-- Start Data in this exercise --

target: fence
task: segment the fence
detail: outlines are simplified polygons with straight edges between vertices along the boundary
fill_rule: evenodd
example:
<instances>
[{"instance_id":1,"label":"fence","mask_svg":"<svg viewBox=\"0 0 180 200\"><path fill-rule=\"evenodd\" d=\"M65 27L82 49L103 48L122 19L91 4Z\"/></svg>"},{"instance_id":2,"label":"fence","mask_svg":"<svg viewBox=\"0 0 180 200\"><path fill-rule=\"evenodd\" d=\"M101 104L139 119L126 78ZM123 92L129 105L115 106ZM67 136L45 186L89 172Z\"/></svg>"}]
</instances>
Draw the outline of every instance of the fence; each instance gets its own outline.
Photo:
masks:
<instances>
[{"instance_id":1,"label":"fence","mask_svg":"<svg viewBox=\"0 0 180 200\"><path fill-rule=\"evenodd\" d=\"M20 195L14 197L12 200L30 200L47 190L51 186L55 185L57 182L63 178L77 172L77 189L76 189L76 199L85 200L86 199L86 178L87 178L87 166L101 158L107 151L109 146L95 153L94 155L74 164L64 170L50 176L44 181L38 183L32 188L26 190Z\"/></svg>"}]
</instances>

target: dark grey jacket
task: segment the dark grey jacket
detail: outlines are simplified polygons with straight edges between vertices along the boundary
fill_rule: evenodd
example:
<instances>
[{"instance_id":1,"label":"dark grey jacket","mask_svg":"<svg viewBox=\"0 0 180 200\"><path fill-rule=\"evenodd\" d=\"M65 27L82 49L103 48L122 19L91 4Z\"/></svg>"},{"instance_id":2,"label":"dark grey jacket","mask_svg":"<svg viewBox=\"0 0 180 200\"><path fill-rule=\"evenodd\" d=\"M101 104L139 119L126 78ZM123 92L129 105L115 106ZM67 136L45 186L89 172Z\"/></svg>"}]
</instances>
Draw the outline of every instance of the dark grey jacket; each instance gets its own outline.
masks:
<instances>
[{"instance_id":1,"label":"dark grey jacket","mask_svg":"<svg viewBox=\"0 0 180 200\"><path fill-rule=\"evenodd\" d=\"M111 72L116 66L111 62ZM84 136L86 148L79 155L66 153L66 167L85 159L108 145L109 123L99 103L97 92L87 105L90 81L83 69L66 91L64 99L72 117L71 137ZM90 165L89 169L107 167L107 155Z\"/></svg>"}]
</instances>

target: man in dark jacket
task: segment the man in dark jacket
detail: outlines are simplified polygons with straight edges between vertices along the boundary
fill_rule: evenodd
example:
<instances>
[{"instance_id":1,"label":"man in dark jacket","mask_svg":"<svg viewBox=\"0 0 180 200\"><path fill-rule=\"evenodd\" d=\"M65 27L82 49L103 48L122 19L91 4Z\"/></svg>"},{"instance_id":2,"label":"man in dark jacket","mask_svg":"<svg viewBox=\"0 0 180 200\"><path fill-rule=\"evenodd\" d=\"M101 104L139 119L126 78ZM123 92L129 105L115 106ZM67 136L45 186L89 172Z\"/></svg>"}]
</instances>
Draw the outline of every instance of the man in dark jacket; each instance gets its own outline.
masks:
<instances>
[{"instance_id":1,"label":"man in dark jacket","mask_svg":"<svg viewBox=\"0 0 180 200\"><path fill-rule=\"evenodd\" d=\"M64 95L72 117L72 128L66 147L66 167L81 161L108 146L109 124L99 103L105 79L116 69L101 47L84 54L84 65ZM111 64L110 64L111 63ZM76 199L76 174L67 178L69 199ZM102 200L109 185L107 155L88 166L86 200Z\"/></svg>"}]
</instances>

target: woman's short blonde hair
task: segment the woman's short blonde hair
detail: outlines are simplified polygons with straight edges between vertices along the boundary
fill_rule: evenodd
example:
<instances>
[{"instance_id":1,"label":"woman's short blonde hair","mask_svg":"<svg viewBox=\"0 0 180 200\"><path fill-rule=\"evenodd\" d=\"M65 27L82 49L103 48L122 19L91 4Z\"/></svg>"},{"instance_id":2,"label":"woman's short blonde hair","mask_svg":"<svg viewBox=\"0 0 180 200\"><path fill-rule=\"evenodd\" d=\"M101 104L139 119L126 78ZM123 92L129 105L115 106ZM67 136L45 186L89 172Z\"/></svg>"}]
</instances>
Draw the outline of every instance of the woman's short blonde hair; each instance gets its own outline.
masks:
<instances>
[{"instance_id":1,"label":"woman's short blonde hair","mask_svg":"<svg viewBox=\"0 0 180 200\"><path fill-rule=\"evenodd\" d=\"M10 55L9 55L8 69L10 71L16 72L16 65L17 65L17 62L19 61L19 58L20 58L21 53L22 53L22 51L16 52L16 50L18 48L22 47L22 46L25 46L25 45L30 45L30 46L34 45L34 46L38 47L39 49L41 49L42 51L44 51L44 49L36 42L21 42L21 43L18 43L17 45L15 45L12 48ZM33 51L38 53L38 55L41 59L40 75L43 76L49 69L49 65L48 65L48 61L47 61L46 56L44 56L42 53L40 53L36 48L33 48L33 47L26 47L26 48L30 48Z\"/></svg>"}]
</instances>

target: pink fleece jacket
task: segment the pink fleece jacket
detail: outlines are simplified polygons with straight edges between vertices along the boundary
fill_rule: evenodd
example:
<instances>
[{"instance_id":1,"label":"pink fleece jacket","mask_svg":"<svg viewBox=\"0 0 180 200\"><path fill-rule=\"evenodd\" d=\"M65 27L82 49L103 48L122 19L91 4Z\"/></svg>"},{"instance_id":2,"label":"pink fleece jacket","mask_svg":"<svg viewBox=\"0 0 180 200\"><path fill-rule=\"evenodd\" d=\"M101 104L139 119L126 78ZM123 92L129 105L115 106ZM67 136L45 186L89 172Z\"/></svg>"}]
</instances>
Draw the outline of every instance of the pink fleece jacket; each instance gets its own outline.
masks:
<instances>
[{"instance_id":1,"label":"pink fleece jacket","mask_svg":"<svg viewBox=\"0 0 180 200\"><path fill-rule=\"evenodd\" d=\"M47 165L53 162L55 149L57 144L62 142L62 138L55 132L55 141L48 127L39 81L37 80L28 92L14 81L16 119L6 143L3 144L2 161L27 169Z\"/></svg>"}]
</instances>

-- End Data in this exercise --

*Task description*. Which of the lines above contain the string "target"? Pull out every one of them.

*Response*.
target: fence
target: dark grey jacket
target: man in dark jacket
target: woman's short blonde hair
target: pink fleece jacket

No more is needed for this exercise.